» WHAT THE EXERCISE ASKS
Reproduce every line of the data below, including the wording lines, but shift each x and y coordinate in the answers up by 57 and leave out the pictures.

» RECORD EXCERPTS
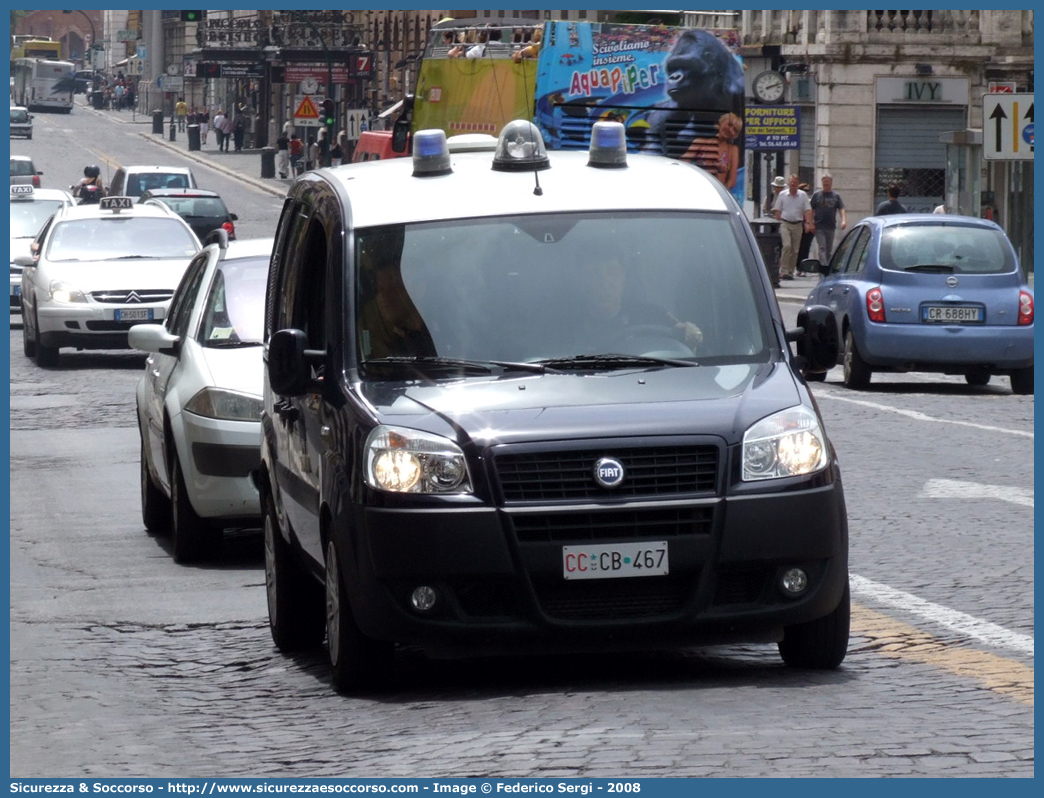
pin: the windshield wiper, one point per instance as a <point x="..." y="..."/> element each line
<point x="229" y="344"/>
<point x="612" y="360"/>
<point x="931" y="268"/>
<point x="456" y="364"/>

» TASK OUTPUT
pin: the windshield wiper, one point per instance as a <point x="..." y="..."/> element each line
<point x="286" y="401"/>
<point x="669" y="417"/>
<point x="988" y="325"/>
<point x="513" y="421"/>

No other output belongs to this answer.